Exercise
Pull out the entries below from the line containing "Question. Point out every instance of the grass" through the line containing "Query: small white flower", both included, and copy them exactly with no changes.

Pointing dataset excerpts

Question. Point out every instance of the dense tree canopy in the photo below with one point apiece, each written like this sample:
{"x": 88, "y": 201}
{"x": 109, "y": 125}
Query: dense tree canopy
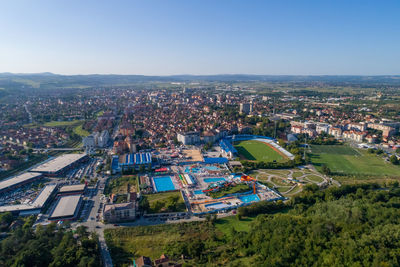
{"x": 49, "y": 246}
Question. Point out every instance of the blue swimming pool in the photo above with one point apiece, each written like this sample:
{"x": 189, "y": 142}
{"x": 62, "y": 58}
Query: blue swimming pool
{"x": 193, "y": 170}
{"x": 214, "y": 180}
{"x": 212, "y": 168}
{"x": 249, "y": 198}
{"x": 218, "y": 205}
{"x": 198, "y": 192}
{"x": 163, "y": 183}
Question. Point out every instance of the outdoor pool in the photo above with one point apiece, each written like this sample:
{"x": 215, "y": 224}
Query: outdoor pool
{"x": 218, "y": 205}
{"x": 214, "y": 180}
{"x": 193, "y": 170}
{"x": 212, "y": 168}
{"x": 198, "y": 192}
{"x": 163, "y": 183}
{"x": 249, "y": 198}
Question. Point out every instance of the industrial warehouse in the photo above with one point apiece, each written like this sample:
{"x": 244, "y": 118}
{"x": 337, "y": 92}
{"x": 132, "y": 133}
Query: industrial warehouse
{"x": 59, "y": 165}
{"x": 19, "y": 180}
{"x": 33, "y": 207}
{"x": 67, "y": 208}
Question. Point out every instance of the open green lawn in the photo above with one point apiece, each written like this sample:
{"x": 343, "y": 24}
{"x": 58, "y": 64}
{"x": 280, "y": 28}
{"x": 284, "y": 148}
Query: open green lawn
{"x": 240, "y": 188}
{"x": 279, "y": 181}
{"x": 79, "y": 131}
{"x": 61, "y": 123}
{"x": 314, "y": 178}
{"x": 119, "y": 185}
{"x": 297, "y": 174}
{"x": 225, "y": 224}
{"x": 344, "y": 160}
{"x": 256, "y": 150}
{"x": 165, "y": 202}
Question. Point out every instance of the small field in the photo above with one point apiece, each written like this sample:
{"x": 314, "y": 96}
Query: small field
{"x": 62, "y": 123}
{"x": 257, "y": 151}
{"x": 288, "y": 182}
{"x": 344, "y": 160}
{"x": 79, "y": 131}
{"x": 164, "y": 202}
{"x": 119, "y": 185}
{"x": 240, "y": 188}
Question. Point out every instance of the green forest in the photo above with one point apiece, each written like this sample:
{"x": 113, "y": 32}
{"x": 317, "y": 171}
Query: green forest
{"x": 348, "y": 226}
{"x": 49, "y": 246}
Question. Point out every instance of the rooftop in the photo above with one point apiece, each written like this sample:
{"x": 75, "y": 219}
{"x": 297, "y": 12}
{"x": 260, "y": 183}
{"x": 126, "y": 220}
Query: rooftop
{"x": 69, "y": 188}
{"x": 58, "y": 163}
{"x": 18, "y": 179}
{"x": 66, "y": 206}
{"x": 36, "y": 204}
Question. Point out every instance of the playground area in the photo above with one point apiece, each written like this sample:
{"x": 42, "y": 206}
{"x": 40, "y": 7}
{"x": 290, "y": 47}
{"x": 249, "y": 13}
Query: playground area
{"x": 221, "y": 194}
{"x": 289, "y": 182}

...

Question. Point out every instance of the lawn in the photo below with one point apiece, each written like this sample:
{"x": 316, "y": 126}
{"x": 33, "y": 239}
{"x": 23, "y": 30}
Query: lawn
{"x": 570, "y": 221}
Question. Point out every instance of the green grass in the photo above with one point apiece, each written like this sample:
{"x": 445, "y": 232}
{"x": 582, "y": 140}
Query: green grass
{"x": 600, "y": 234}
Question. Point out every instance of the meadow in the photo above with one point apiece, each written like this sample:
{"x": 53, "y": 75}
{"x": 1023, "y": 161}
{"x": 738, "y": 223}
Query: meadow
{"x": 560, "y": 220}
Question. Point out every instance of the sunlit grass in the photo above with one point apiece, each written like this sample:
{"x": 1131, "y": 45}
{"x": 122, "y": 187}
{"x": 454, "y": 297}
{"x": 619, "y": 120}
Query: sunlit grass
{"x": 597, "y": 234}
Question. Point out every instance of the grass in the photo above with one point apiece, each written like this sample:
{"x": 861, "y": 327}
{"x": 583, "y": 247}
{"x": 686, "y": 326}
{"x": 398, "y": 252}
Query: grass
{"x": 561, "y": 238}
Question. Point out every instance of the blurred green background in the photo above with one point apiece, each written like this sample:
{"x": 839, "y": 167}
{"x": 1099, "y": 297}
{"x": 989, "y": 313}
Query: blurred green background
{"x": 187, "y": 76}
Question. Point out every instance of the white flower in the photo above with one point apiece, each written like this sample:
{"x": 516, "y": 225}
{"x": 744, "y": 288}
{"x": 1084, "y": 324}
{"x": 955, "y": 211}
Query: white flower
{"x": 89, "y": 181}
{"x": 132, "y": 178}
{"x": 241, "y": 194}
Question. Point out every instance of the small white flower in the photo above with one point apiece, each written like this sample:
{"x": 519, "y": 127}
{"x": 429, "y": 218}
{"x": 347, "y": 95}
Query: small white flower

Complete output
Question. Point out every instance of the grass in the photo above with one point apiece, each written like this sample:
{"x": 861, "y": 327}
{"x": 583, "y": 247}
{"x": 686, "y": 326}
{"x": 398, "y": 252}
Query: grass
{"x": 561, "y": 238}
Question. Point out every instance of the blurred green background in the photo above with one point apiece, each written like this sample:
{"x": 839, "y": 167}
{"x": 1099, "y": 297}
{"x": 989, "y": 313}
Query: blurred green background
{"x": 187, "y": 76}
Question. Point out every instance of the white flower in the photo above with one point apiece, each written like this sample:
{"x": 516, "y": 225}
{"x": 744, "y": 288}
{"x": 1084, "y": 324}
{"x": 955, "y": 211}
Query: white flower
{"x": 89, "y": 181}
{"x": 132, "y": 178}
{"x": 241, "y": 194}
Question. Point out every instance of the small white flower in the photo above with one point apiece, each written like this sample:
{"x": 519, "y": 127}
{"x": 429, "y": 218}
{"x": 347, "y": 95}
Query: small white flower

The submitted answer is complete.